● Задание: Перенесите все строки без пропусков, начиная со строки, где есть "For the dataset, tag each instance of the floral", и заканчивая самой последней строкой. В ответах прибавьте 71 к каждой координате.

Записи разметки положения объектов
******************************

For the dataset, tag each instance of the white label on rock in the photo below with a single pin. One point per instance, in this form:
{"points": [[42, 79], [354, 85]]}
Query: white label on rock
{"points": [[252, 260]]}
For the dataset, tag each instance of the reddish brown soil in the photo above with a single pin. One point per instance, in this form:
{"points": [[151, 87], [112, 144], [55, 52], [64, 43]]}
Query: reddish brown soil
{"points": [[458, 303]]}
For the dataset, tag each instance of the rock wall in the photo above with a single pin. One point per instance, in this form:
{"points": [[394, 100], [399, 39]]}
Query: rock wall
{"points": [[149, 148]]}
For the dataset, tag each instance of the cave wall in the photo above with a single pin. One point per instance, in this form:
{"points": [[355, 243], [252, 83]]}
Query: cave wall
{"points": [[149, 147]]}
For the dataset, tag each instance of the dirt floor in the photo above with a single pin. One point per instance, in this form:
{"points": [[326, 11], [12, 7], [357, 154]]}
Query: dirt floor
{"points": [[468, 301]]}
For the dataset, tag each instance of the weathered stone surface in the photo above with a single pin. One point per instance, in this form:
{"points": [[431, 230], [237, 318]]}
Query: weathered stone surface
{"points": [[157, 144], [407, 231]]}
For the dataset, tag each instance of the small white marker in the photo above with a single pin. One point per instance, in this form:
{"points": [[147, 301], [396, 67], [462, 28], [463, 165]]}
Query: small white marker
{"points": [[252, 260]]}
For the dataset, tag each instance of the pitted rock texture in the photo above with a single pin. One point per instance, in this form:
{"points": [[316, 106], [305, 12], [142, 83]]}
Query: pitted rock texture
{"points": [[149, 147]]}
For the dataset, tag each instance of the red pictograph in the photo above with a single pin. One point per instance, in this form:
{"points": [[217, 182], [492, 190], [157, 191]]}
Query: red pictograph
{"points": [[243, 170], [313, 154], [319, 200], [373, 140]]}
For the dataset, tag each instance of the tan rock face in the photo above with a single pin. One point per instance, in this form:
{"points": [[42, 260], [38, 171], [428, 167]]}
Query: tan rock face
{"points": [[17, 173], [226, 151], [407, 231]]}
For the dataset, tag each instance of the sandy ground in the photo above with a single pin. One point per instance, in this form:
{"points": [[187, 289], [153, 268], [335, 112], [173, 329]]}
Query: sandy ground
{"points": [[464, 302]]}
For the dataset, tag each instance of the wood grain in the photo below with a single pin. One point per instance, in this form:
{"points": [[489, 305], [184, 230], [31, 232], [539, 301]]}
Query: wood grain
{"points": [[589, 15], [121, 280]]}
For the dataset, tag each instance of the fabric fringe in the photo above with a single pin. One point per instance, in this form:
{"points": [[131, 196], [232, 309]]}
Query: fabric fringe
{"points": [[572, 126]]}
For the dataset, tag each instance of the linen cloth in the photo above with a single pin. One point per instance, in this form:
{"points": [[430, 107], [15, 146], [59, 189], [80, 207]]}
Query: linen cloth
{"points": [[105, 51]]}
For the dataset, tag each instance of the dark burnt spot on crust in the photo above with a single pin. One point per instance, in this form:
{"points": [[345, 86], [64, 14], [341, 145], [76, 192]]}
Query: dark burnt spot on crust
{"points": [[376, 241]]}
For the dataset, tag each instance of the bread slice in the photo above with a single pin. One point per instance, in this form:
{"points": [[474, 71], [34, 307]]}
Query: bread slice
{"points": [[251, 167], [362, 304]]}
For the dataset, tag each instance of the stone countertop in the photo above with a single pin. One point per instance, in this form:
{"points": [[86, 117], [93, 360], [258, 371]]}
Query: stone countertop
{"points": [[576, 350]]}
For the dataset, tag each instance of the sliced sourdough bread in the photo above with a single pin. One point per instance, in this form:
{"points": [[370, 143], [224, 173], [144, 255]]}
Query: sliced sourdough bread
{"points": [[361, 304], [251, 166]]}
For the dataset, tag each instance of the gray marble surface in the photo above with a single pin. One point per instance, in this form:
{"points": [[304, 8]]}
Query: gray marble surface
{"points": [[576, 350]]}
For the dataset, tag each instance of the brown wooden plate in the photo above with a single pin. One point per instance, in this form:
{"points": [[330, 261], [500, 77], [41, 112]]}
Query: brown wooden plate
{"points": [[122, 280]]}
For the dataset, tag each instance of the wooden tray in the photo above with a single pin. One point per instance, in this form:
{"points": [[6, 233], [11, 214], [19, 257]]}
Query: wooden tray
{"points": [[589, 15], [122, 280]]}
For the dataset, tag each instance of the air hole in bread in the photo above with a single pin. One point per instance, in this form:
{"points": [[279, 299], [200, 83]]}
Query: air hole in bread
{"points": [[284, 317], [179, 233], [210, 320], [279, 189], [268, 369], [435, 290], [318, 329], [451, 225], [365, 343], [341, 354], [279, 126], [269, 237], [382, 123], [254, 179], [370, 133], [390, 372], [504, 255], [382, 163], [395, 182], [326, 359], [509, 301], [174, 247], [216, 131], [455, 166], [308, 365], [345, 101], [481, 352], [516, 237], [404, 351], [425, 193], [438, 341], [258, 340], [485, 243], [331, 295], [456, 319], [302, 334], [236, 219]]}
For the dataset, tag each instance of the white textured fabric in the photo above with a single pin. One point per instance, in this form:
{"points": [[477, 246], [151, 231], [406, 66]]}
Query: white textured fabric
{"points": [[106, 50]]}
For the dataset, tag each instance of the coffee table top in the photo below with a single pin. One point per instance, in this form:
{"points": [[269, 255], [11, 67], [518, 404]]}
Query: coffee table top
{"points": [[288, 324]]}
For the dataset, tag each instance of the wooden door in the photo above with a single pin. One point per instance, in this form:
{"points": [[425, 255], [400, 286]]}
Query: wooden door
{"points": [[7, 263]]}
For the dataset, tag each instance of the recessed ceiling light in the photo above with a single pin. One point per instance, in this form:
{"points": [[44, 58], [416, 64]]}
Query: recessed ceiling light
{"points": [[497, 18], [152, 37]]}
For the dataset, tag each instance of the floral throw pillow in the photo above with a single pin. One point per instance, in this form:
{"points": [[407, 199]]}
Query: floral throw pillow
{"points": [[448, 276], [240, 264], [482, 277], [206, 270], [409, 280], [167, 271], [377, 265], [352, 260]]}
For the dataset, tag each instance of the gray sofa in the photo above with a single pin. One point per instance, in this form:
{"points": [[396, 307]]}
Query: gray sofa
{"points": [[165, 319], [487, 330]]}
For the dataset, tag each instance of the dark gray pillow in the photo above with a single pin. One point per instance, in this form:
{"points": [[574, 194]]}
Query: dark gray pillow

******************************

● Решение задачи:
For the dataset, tag each instance of the floral throw pillow in the photo above with a single pin. One point per instance, in this form:
{"points": [[407, 199]]}
Query: floral throw pillow
{"points": [[519, 347], [311, 335], [553, 348], [277, 341], [480, 351], [238, 342], [448, 336], [423, 331]]}
For the dataset, tag each instance of the gray sofa in the photo above with a single pin. One point per instance, in this form:
{"points": [[396, 307]]}
Query: gray sofa
{"points": [[236, 390], [558, 401]]}
For the dataset, tag each instance of the dark gray pillow in the photo above with a single pin. One point per instance, in this form:
{"points": [[574, 194]]}
Query: dark gray pillow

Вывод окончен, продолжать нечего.